WORK TO COMPLETE >>
a: Answer these questions from the CUT&RUN pipeline guide, one line each:
(i) What command enters the nix shell?
(ii) How much RAM per CPU core did the authors dedicate?
(iii) Which folder holds the quality control graphs?
b: Copy the CUT&RUN pipeline guide word for word, beginning at the words "To run the analysis, simplify" and stopping after "of the analysis.".
c: Write the next part of the CUT&RUN pipeline guide, picking up after its last line.

SOURCE PASSAGE >>
=== Section Start ===

Step 2: Setup the development environment

In your terminal, simplify run

nix develop --impure

After you enter the nix shell, run:

curl -s https://get.nextflow.io | bash

And thats it! The beauty of nix allows it to be this simple to make everything ready.

Step 3: Prepare anaylsis

By now, your folder should have the following structure:

> ls
  sheet.csv
  README.md
  nextflow.config
  nextflow
  flake.nix
  flake.lock
  conf/
  <cut-run experiment files>.fastq.gz
  ...

Before running the analysis, we have to configure the pipeline. There are two main config files. Which we will be discussing now:

NOTE: these two parts from the pipeline's usage page

Configuring nextflow.config

The nextflow.config file is for tuning the parameters in the run. The most important segment to modify for running this on any system are the following lines which tell the pipeline how much memeory to use:

    // Max resource options
    max_memory                 = "60.GB"
    max_cpus                   = 10
    max_time                   = "1000h"

The authors have dedicated ~6GB of ram per CPU core, please maintain that ratio.

The max_time variable is only important for running it on clusters like compute-canada. For running on your own system you can set this as high as you want.

If the quality of the alignment is not good, you can modify it by reading the Pipeline Configuration Options for the pipeline.

Configuring sheet.csv

The sheet.csv file is for inputting the sample metadata for the nextflow function.

The table showing the sheet.csv config file.

To fill it for your own data, do the following:

  1. Each sample is in one row.
  2. Put the group the sample belonds in the group column.
  3. Put which replicate it is (aka if you have two samples with the same group, give one the number 1 and the other the number 2)
  4. Put the corresponding R1 and R2 fastq files in the fastq_1 and fastq_2 columns.
  5. If the group is not IgG control: Add the igg_ctrl at the end to specify the controls.

And with this you are good to go!

Step 4: Run the analysis

To run the analysis, simplify run this command.

./nextflow run nf-core/cutandrun -r 3.2.1 --input ./sheet.csv  --outdir ./results/ --genome GRCh38 -profile docker -c ./nextflow.config --save_reference --save_trimmed

The main things that you may have to change for your sample are:

  1. Selecting the correct specie: Change the --genome argument to the specie of your choice. Please see the igenome website to select the correct genome.
  2. Updaing the version in the -r argument.
  3. If you want the process to run in background at -bg option to the command.

NOTE: IT IS EXTREMELY IMPORTANT

Step 5: Results of the analysis.

All the results are in the ./results/ section.

The most important folder is ./results/03_peak_calling/05_consensus_peaks/ since it has the files declaring where are the peaks.

The quality control graphs are in ./results/04_reporting/ folder with many graphs which you can use to check the quality. Some files to look at would be:

04_reporting/multiqc/multiqc_plots/pdf folder

mqc_fastqc_sequence_counts_plot-2_1.pdf

  • Check for consistency of sequence counts across the samples.

=== Section End ===

EXCERPTED DATA >>
=== Section Start ===

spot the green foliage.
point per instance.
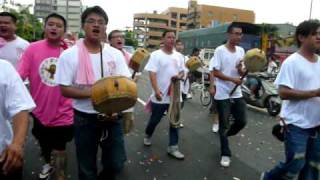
(129, 39)
(28, 26)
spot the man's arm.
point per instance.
(287, 93)
(220, 75)
(75, 93)
(12, 157)
(154, 84)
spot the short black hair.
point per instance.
(305, 29)
(13, 17)
(179, 41)
(94, 10)
(112, 32)
(56, 15)
(167, 31)
(232, 26)
(194, 50)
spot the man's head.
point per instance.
(8, 25)
(116, 39)
(168, 39)
(179, 46)
(234, 34)
(94, 21)
(54, 27)
(195, 52)
(308, 35)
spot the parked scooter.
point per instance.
(266, 95)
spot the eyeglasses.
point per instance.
(119, 36)
(237, 34)
(93, 21)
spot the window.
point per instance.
(174, 15)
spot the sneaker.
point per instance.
(147, 141)
(262, 176)
(174, 152)
(225, 161)
(45, 172)
(215, 127)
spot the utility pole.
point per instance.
(310, 9)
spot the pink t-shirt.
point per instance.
(38, 64)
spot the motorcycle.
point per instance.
(266, 96)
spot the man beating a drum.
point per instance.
(15, 102)
(164, 65)
(299, 86)
(53, 116)
(11, 45)
(227, 70)
(79, 67)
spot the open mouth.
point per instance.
(96, 31)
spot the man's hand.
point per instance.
(212, 90)
(237, 81)
(158, 95)
(11, 158)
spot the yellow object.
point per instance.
(193, 63)
(114, 94)
(255, 60)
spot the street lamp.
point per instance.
(310, 9)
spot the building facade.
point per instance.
(149, 27)
(70, 9)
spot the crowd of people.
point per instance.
(61, 73)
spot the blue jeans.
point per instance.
(156, 115)
(302, 150)
(88, 133)
(236, 107)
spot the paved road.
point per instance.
(254, 149)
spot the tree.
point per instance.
(129, 39)
(28, 26)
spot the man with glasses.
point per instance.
(78, 69)
(299, 86)
(52, 124)
(227, 69)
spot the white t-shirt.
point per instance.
(185, 84)
(13, 50)
(14, 98)
(165, 66)
(271, 67)
(113, 61)
(300, 74)
(226, 62)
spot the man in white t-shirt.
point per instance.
(163, 66)
(185, 85)
(11, 45)
(227, 69)
(78, 68)
(299, 86)
(15, 102)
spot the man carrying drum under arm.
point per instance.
(78, 69)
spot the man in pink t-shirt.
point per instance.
(53, 116)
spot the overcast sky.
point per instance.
(121, 12)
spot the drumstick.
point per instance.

=== Section End ===

ANSWERS FOR THIS EXERCISE >>
a:
(i) nix develop --impure
(ii) About 6GB
(iii) ./results/04_reporting/

b:
To run the analysis, simplify run this command.

./nextflow run nf-core/cutandrun -r 3.2.1 --input ./sheet.csv  --outdir ./results/ --genome GRCh38 -profile docker -c ./nextflow.config --save_reference --save_trimmed

The main things that you may have to change for your sample are:

  1. Selecting the correct specie: Change the --genome argument to the specie of your choice. Please see the igenome website to select the correct genome.
  2. Updaing the version in the -r argument.
  3. If you want the process to run in background at -bg option to the command.

NOTE: IT IS EXTREMELY IMPORTANT

Step 5: Results of the analysis.

c:
  • Check if you have too much duplicated reads in the sample.

mqc_fragment_lengths-plot_1.pdf:

  • Check if the fragment length distribution is expected for your experiment.

mqc_fastqc_per_base_sequence_quality_plot-2_1.pdf

  • Check if the sequences have consistently high quality across the base pairs

mqc_fastqc_per_sequence_quality_scores_plot-2_1.pdf

  • Check if all the sequences (aka the curve) are in the high quality region.

mqc_fastqc_per_sequence_gc_content_plot_Percentages.pdf

  • Check if the GC content is too high for the sequence.
  • Check if you have multiple peaks: This might indicate contamination.
  • Check if any of the curves are red-colored: This might indicate contamination.

mqc_fastqc_sequence_duplication_levels_plot-2_1.pdf

  • Check to see if there are peaks in the right of the axis. This might indicate a problem with the alignment/protocol.

mqc_cutadapt_trimmed_sequences_plot_3_Counts.pdf

  • This indicates the lenght of sequence trimmed because of the adapters. As a result, the curves should be a sharp J distribution.
  • Check if there are sequences that have been cut too much.
  • Check and see if the consistency of the adapters (at the bottom) is what you expect (aka do all of them have the same adapter?)

Other files

./results/04_reporting/deeptools_heatmaps/gene_all/all_genes.plotHeatmap.pdf

  • This plot shows the distribution of the fragment found in the human genome (y axis of the heatmap) and its distribution in the TSS-TES region.
  • Check if the fragments are from a correct range of genes. For e.g, if your gene is specific, you should see blue and yellow for a small porition of the plot. Consequently, if the protein targetter is non-specific then you should see a lot of yellow and green across the page.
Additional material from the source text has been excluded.